Partindo de um universo extenso de referências, o trabalho propõe uma travessia sensível que perpassa os limites entre corpo, palavra, pensamento, linguagem, imagem e presença. Apresentado como um solo cênico — ou uma conferência performativa, como a própria artista define — com toques de auto-ficção, eu diria, La Vía Láctea, mais do que representar uma narrativa, se coloca como uma investigação de possibilidades de enunciação e presença.
Propõe conexões improváveis entre elementos aparentemente dissonantes, como objetos, memórias, imagens, citações literárias, teóricas e filosóficas, música, auto-ficção, fragmentos de diálogos, magia, humor, telepatia, sonhos premonitórios e desespero — criando associações inesperadas para construir uma espécie de constelação performativa.
A peça se organiza em uma sequência complexa, composta por vários trechos, sessões ou “cenas”. Dentre eles, trago neste texto algumas imagens, fragmentos e sensações que mais ficaram marcados em minha memória — sem pretender dar conta do todo, o que, inclusive, me parece ser impossível e indesejável, visto que a própria artista nos diz que “é sobre não ver o todo”.
Em uma dessas cenas, a artista evoca e reperforma a fotografia Lily (2008), de Melanie Bonajo, onde uma mulher nua se equilibra sobre três pilhas de livros. A imagem, logo no início da peça, parece deslocar o saber de sua verticalidade tradicional para uma experiência encarnada, tátil e subjetiva. Em outro momento, uma lista de insultos agressivos dirigida a figuras sociais, políticas e cotidianas culmina em fantasias de violência com “artilharia pesada”. Um rito de expurgação que beira o cômico, mas que também revela dimensões de autoagressão e frustração coletiva diante de um cenário sociopolítico exaustivo, repetitivo, que nos parece sem saída.
Além dos prólogos, a artista nos convida a percorrer imagens aparentemente desconectadas: um piolho em uma peruca, o céu estrelado e o caminho do leite — atravessadas por transições, acúmulo e aceleração que costuram esses fragmentos numa lógica de justaposição e deslocamento.

A LISTAGEM:
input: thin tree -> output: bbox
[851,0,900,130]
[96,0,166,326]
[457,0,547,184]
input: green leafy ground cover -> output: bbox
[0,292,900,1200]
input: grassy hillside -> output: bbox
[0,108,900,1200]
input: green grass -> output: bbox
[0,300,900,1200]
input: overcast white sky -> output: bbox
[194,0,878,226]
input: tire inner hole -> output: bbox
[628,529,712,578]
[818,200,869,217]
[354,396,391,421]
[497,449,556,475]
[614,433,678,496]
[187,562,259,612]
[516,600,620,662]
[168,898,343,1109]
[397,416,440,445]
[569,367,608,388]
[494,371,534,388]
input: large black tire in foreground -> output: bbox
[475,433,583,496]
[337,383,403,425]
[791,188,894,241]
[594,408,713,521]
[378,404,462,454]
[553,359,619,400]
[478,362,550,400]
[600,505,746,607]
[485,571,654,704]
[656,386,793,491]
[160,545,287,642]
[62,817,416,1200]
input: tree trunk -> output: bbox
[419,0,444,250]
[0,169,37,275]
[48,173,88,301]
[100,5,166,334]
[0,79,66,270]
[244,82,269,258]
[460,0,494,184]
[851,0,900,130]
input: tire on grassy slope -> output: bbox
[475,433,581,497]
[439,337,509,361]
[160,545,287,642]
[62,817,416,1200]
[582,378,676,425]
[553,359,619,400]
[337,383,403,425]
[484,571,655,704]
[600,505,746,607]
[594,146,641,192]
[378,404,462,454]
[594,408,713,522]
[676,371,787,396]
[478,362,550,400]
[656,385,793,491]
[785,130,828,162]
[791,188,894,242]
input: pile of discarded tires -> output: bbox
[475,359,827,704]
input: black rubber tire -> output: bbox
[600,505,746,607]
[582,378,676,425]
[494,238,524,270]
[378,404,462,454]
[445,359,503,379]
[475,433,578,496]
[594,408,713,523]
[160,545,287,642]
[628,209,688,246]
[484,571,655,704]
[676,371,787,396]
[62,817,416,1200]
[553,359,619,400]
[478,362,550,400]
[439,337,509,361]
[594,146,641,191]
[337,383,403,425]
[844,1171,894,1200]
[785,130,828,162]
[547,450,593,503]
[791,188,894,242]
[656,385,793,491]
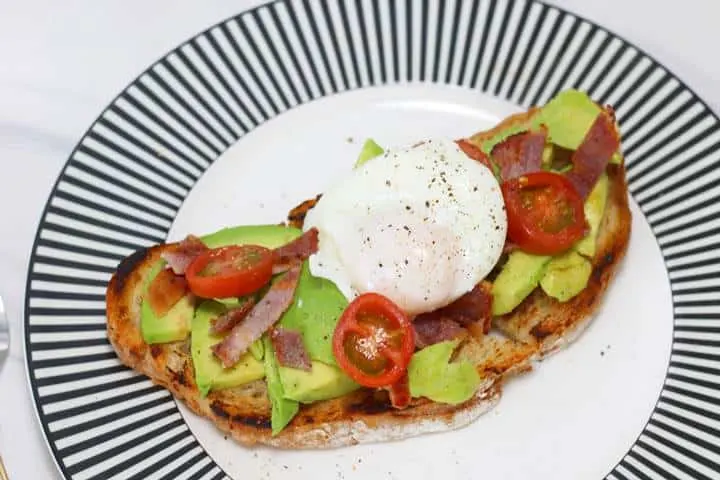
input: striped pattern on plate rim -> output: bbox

EXERCÍCIO PROPOSTO A:
Duplique, sem qualquer alteração, o trecho da listagem que começa na linha que contém "input: green leafy" e termina na linha que contém "[194,0,878,226]", incluindo as duas.
EXERCÍCIO PROPOSTO B:
Retome o texto sobre a peça La Vía Láctea a partir do ponto em que ele para.

RESPOSTA À TAREFA A:
input: green leafy ground cover -> output: bbox
[0,292,900,1200]
input: grassy hillside -> output: bbox
[0,108,900,1200]
input: green grass -> output: bbox
[0,300,900,1200]
input: overcast white sky -> output: bbox
[194,0,878,226]

RESPOSTA À TAREFA B:
E aqui, minhas memórias são confusas, sobrepostas, fragmentadas e desordenadas: vejo a artista saltando em uma perna só sobre um plástico transparente, como um piolho em uma peruca explorando a sensação de exaustão por buscar alimento em um lugar onde não há; a visão cósmica de um céu estrelado com “milhões de pontos luminosos”, projetado em uma parede de pedra efeito produzido com uma lanterna e um escorredor de macarrão; o resgate de um vocabulário de palavras “maltratadas” e gírias de sua língua-mãe (Múrcia); a artista pegando as mãos de alguém do público para falar sobre as estrelas, sobre sonhos e os sons que elas devem fazer; depois sentada desenvolvendo uma “dança de mãos” com uma música de fundo, etc.
Em certo momento, somos convidados a reorientar nossa posição em 90 graus. Ao virar, ficamos de frente para uma porta vazada que emoldura o céu estrelado e a lua. Não mencionei antes, mas o trabalho foi apresentado nas ruínas da Igreja de Santa Maria Madalena, em Montemor-o-Velho – uma construção de pedra, sem teto, anexada ao castelo. Esse céu real, visível, se funde às imagens cósmicas evocadas. Depois do giro, minha memória salta para a cena de uma “mulher planta”, onde a artista posiciona um conjunto de plantas, galhos e flores sobre seu corpo e os anexa utilizando fita adesiva colorida. Em pé, sobre um plástico fino e transparente, derrama uma garrafa de leite sobre a própria cabeça, tão natural quanto artificial — imagem que me parece evocar renascimento e nutrição, conectando-se com a ideia de via láctea que guia o trabalho.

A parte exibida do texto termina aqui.